Work order 1: In the sulfonamide chalcone text, translate this sentence into Spanish: "This molecular difference of only one CH2 group is enough to change the crystal assembly and symmetry."
Work order 2: Turn the paragraph of the sulfonamide chalcone text that opens "As part of our ongoing studies" into a short bulleted list of its main facts.
Work order 3:
Answer from the sulfonamide chalcone text:
(a) What method was used to determine the crystal structures?
(b) Where on the molecule is the group by which (I) and (II) differ?
(c) Which of the two compounds shows conformational variability?

Source extract:
-- -- --
As part of our ongoing studies of sulfonamides in terms of their structural features (Martins et al., 2009; Fernandes et al., 2011), in this study, the two title arylsulfonamide para-alkoxychalcones, (I) and (II), differing only in one methylene group in the para-alkoxy group on the chalcone skeleton, were synthesized and their crystal structures determined using single-crystal X-ray diffraction. This molecular difference of only one CH2 group is enough to change the crystal assembly and symmetry. Likewise, the absence of methylene in the para-alkoxy group of (I) is also related to the conformational variability observed in this compound.
-- -- --
Supplied material:
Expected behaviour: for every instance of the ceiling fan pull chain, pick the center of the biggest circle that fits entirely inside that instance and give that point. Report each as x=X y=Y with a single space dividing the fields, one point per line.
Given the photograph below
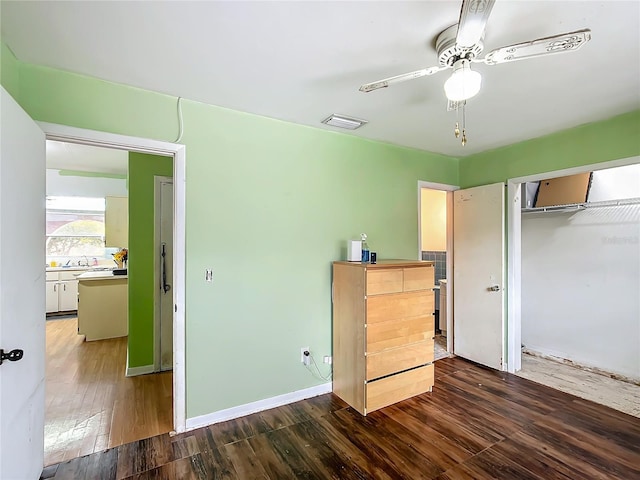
x=464 y=124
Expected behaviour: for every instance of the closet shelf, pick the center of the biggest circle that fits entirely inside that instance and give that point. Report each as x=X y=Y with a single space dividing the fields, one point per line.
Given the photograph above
x=575 y=207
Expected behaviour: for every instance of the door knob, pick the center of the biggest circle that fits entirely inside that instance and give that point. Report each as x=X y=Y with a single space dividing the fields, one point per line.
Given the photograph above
x=12 y=356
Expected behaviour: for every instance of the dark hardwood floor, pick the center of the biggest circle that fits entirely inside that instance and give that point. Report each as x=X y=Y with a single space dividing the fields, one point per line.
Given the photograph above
x=477 y=423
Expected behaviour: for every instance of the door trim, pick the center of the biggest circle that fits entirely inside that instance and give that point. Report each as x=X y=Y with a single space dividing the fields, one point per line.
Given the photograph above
x=514 y=250
x=66 y=133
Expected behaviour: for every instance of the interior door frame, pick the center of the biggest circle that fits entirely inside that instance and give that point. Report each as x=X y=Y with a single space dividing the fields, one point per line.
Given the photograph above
x=514 y=250
x=449 y=189
x=65 y=133
x=157 y=317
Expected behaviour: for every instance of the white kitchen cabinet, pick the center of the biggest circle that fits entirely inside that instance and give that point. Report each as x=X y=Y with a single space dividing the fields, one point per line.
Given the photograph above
x=116 y=222
x=52 y=296
x=62 y=291
x=68 y=295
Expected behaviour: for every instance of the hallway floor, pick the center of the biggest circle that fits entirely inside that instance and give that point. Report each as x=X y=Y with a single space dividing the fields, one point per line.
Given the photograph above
x=90 y=404
x=598 y=388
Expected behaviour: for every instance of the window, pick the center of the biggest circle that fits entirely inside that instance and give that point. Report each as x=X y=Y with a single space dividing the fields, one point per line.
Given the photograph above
x=75 y=227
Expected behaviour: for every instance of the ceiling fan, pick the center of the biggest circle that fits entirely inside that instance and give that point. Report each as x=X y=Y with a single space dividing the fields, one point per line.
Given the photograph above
x=461 y=44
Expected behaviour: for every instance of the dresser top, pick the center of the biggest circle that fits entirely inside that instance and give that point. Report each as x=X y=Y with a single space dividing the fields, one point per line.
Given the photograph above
x=388 y=264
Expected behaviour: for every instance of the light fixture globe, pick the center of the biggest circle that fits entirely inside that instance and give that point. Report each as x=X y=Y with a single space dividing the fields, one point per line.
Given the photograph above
x=463 y=83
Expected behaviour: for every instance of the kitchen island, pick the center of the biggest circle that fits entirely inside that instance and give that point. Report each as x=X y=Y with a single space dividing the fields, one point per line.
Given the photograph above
x=102 y=305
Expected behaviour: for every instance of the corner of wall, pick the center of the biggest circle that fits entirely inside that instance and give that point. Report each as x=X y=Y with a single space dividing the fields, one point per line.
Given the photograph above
x=9 y=71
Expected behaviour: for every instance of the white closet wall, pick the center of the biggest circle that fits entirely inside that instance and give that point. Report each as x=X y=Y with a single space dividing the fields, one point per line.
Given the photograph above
x=581 y=278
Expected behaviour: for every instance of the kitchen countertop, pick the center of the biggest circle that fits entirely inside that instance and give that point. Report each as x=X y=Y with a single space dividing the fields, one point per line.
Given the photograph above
x=100 y=275
x=64 y=269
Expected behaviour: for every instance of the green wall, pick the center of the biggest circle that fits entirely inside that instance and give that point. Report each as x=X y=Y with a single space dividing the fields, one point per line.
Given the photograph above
x=269 y=206
x=612 y=139
x=140 y=266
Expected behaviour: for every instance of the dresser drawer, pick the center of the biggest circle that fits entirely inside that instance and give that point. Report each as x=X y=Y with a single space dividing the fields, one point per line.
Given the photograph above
x=384 y=281
x=390 y=390
x=418 y=278
x=397 y=359
x=390 y=307
x=397 y=333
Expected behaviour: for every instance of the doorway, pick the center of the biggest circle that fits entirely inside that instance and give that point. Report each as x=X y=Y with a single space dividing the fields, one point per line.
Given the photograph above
x=435 y=218
x=90 y=404
x=178 y=153
x=163 y=298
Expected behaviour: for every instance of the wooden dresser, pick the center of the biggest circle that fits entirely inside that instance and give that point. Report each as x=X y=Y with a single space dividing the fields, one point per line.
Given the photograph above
x=383 y=329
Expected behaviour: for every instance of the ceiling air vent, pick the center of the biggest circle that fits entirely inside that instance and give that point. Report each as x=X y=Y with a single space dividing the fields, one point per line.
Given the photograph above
x=341 y=121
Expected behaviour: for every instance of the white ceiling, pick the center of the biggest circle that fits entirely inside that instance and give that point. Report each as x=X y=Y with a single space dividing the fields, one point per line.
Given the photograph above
x=301 y=61
x=86 y=158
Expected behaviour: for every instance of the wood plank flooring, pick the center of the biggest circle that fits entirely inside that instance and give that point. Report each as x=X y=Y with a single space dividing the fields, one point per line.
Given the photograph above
x=90 y=404
x=477 y=423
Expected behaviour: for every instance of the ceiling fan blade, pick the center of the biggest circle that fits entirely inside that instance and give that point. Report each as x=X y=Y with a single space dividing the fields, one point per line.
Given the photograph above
x=564 y=42
x=368 y=87
x=473 y=18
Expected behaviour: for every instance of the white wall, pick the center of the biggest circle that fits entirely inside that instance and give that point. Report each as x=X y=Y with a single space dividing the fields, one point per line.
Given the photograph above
x=65 y=185
x=581 y=282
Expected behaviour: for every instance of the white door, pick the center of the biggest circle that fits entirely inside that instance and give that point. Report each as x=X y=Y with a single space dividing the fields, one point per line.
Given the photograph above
x=164 y=239
x=22 y=291
x=478 y=273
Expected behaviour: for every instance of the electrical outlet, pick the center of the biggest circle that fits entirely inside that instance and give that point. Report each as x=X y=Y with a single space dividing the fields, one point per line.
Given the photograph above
x=306 y=359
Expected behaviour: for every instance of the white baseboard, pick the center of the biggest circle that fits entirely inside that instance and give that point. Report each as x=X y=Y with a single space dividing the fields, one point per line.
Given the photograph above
x=253 y=407
x=143 y=370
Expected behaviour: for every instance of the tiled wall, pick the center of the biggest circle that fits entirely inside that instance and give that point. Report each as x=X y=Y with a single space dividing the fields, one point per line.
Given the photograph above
x=439 y=260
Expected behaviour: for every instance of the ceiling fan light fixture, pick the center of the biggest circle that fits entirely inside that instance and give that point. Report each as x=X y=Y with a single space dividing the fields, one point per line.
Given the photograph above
x=463 y=83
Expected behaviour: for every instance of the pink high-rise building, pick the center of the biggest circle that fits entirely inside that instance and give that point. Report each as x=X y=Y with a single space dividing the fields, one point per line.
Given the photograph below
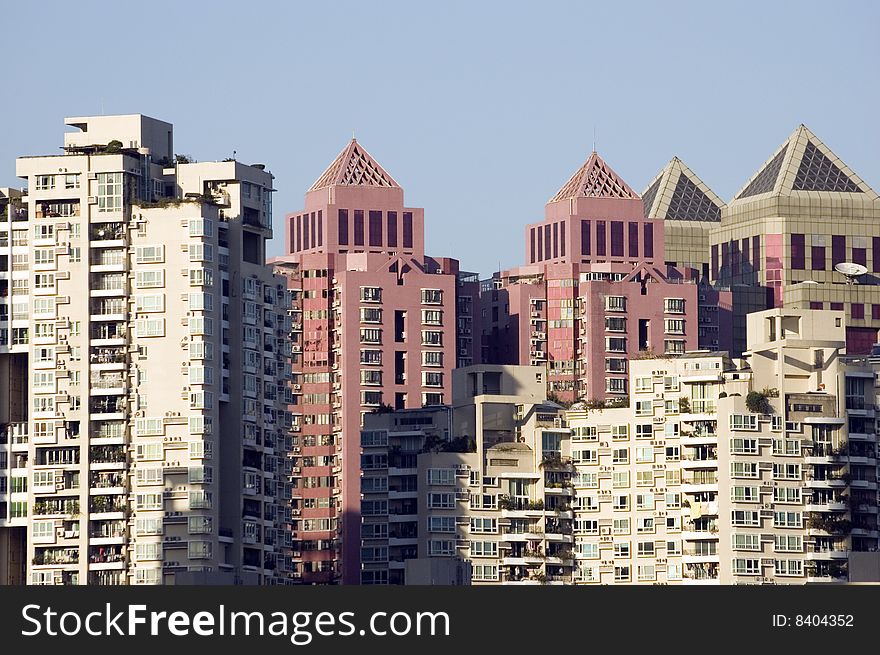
x=377 y=325
x=595 y=293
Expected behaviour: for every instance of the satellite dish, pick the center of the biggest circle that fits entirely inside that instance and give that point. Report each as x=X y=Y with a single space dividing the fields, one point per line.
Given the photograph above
x=851 y=270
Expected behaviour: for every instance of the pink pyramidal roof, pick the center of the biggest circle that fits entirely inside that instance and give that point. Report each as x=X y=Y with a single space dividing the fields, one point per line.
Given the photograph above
x=595 y=179
x=354 y=166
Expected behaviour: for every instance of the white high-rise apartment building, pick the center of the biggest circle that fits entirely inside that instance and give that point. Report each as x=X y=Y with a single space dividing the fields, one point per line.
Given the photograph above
x=148 y=448
x=758 y=471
-- -- --
Task result 1: Esta diferencia molecular de un solo grupo CH2 es suficiente para cambiar el ensamblaje cristalino y la simetría.

Task result 2:
- The work continues ongoing studies of the structural features of sulfonamides.
- Two arylsulfonamide para-alkoxychalcones, (I) and (II), were synthesized.
- The two compounds differ only by one methylene group in the para-alkoxy group on the chalcone skeleton.
- Their crystal structures were determined by single-crystal X-ray diffraction.
- That one CH2 difference is enough to change the crystal assembly and symmetry.
- The absence of methylene in the para-alkoxy group of (I) is also related to the conformational variability seen in that compound.

Task result 3:
(a) Single-crystal X-ray diffraction.
(b) In the para-alkoxy group on the chalcone skeleton.
(c) Compound (I).